### TO DO
In the listing below, please print the line that contains "of the rusty" and every line that follows it, exactly.

### LISTING
****************************************
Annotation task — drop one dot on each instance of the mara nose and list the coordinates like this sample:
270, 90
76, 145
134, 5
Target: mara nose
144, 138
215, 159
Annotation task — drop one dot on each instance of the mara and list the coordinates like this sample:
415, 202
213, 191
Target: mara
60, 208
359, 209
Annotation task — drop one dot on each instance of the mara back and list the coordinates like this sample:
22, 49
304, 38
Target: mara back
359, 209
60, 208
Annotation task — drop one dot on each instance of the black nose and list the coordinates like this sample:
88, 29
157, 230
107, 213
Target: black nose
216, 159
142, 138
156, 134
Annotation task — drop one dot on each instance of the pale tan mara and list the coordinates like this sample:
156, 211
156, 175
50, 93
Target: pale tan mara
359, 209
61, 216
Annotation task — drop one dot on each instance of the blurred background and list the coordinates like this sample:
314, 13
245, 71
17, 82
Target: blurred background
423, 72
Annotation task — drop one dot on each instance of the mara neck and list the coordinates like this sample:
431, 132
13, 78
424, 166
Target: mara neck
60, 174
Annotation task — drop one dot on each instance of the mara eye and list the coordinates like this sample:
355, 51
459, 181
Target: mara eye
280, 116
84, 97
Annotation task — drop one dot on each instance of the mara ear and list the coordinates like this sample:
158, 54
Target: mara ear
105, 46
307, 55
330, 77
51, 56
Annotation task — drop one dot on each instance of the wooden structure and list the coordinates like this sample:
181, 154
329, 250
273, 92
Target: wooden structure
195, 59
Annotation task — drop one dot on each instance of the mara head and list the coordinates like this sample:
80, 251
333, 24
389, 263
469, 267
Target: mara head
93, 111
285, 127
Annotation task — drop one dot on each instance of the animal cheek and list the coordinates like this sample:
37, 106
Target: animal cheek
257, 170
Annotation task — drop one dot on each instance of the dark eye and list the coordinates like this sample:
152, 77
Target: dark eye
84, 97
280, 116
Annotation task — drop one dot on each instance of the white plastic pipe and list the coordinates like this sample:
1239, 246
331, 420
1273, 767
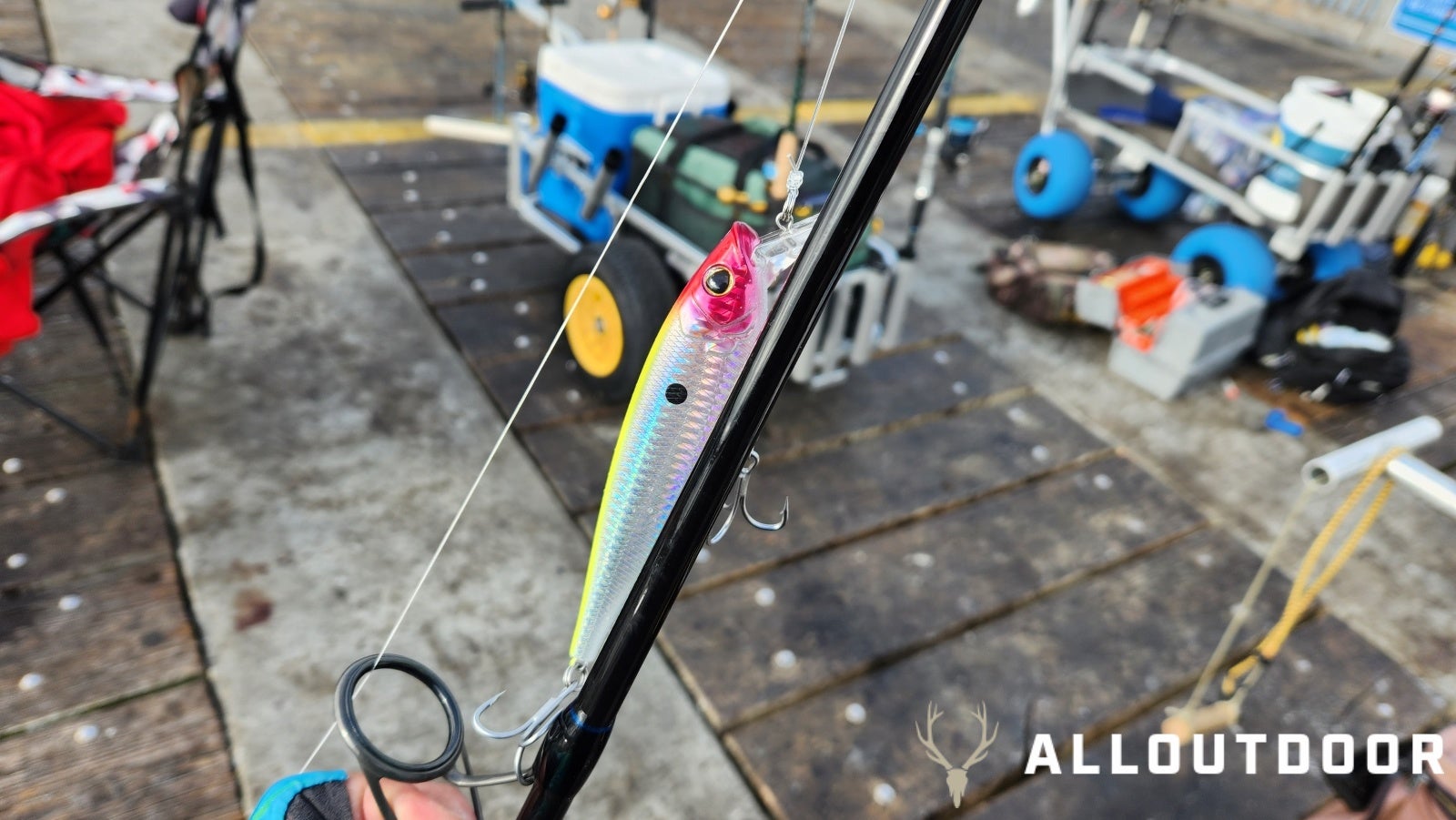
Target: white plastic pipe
470, 130
1354, 459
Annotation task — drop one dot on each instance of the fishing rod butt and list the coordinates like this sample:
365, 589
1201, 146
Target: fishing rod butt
568, 754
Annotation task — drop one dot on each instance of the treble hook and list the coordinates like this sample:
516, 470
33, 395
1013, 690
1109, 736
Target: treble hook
742, 504
536, 725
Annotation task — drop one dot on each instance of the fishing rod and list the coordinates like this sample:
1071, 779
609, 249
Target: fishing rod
801, 63
934, 140
1407, 77
574, 725
577, 737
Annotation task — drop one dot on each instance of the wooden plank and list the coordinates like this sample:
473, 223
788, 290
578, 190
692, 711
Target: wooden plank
1438, 398
1329, 679
502, 329
157, 756
43, 448
500, 273
82, 523
1077, 662
851, 491
405, 157
885, 390
475, 226
92, 640
846, 609
427, 187
561, 393
841, 492
575, 458
65, 349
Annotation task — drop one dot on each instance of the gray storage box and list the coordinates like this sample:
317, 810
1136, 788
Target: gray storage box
1198, 342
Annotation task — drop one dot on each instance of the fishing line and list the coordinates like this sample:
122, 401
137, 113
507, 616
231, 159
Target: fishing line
795, 175
551, 349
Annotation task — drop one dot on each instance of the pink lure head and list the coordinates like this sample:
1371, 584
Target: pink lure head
724, 296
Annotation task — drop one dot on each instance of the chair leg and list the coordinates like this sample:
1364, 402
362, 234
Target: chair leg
7, 383
162, 303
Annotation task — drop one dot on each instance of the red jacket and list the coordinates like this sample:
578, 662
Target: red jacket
48, 147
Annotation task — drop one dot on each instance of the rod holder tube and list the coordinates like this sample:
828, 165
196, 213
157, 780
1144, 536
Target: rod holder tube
1354, 459
1434, 487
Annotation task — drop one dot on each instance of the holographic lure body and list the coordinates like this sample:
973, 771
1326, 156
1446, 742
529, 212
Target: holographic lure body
693, 364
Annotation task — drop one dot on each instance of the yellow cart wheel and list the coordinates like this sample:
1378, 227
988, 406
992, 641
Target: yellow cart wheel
619, 313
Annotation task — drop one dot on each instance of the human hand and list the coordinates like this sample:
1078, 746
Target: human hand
436, 800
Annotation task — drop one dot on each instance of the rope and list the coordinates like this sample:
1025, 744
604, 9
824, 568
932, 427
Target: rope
1245, 608
1307, 582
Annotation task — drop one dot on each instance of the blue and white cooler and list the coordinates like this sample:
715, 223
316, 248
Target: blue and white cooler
1324, 121
606, 91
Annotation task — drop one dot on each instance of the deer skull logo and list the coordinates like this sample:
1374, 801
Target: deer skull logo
956, 775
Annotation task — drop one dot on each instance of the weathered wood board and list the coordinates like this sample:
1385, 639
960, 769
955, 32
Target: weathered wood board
472, 228
1327, 681
157, 756
433, 186
405, 157
92, 640
43, 448
502, 273
849, 608
1081, 660
897, 388
79, 524
502, 329
852, 491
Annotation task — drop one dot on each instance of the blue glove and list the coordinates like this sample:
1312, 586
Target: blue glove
310, 795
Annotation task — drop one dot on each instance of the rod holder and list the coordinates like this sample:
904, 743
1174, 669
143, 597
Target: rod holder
542, 160
1354, 459
602, 184
1431, 485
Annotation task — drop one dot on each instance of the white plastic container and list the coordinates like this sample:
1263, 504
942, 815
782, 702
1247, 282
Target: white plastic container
631, 76
604, 91
1321, 120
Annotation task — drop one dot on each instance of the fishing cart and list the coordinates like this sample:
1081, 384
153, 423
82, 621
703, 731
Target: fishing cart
1312, 178
602, 113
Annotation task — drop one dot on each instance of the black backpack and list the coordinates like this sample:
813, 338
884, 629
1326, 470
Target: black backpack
1365, 299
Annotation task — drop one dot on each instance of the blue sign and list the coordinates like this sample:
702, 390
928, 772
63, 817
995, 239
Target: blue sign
1419, 19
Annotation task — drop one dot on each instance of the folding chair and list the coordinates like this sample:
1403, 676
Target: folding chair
159, 174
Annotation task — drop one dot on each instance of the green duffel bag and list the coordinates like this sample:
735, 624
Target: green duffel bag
713, 174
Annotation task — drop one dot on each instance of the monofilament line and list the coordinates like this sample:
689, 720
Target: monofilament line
531, 385
834, 57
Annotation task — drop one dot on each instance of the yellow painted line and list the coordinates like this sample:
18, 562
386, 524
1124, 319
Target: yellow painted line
328, 133
331, 133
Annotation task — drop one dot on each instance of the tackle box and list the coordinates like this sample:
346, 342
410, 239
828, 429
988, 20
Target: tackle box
1196, 342
713, 172
604, 91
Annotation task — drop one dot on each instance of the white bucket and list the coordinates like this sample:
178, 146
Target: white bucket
1324, 121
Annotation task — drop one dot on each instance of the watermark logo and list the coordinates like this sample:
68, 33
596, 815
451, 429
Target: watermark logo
956, 776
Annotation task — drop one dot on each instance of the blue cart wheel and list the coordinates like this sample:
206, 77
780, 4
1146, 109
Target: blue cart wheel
1229, 255
1053, 175
1157, 196
1334, 261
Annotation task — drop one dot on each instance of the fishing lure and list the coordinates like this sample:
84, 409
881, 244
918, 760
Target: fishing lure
693, 364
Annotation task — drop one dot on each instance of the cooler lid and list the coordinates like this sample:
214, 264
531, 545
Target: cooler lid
631, 76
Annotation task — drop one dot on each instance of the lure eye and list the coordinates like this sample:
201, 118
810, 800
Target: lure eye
718, 280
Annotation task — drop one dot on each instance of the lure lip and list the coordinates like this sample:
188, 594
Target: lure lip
732, 313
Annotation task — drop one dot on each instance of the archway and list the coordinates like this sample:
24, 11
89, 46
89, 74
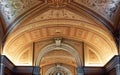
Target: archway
64, 47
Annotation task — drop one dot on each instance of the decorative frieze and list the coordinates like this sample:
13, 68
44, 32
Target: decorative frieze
57, 3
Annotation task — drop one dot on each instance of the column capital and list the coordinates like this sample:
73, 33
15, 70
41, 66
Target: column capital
36, 70
80, 71
2, 66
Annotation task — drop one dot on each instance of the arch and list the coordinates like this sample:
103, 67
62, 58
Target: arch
53, 69
64, 47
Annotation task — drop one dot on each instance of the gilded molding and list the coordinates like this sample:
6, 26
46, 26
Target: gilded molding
106, 8
11, 9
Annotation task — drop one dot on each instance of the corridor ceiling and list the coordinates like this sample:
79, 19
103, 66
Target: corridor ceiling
90, 26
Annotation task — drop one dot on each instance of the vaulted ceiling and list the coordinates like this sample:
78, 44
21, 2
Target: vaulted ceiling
89, 26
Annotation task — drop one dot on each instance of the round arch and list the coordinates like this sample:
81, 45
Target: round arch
64, 47
55, 68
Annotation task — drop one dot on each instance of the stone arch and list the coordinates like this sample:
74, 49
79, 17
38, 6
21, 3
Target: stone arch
64, 47
53, 69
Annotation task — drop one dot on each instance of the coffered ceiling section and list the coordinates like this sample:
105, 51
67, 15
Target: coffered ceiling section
14, 11
106, 8
59, 21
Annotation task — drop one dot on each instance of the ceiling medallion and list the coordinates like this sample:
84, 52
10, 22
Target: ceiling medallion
57, 3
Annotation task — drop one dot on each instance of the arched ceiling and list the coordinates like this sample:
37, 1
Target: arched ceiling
58, 56
31, 21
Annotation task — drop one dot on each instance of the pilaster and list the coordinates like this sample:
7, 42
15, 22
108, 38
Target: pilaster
80, 71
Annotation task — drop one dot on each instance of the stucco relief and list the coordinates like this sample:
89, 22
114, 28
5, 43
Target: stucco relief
105, 8
57, 3
11, 9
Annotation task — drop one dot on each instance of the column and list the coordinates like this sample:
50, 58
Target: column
80, 71
2, 69
36, 70
118, 69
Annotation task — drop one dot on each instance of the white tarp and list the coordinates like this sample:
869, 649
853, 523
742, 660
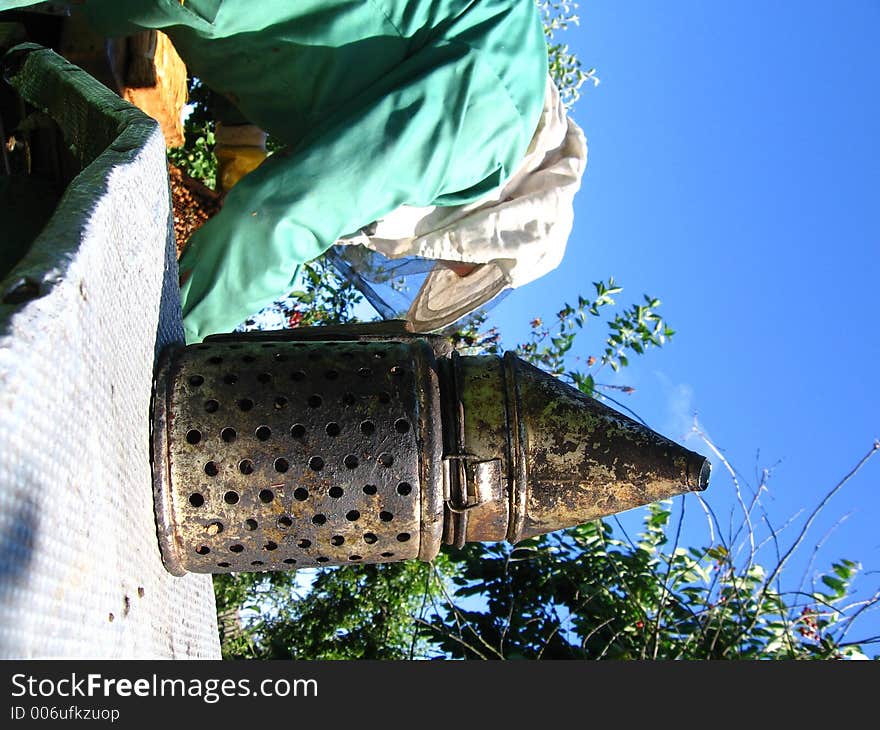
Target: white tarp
80, 570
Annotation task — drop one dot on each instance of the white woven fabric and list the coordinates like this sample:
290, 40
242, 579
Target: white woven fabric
80, 570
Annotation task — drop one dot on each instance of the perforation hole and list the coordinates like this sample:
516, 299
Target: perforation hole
386, 459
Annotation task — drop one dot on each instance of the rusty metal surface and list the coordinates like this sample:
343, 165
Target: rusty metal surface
289, 454
274, 454
585, 460
486, 439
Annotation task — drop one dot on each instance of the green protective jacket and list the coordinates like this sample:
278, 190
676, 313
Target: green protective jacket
381, 103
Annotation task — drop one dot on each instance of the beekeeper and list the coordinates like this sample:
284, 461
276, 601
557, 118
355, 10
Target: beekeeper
394, 112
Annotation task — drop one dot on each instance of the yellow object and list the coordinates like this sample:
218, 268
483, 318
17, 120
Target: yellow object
****************************************
### RESULT OF THE TASK
Annotation task — drop one dot on each instance of the rusty metal surface and list the coordinates like this sample:
343, 165
Target: rusty metal surface
289, 454
274, 454
585, 460
486, 439
Annotation task — drop one dot on each instance of the green protective jacket and list the coordinates like this sample:
278, 190
676, 313
Target: green protective jacket
381, 103
Annotation task — drop one dot on each instance of the beekeeper and list the coordinates like this sample:
284, 461
276, 601
557, 118
355, 10
Target: beekeeper
394, 112
Annotation task — drop one dot on each instance of the yellow object and list the coordinates like this sample:
218, 268
483, 318
17, 120
Target: yellow object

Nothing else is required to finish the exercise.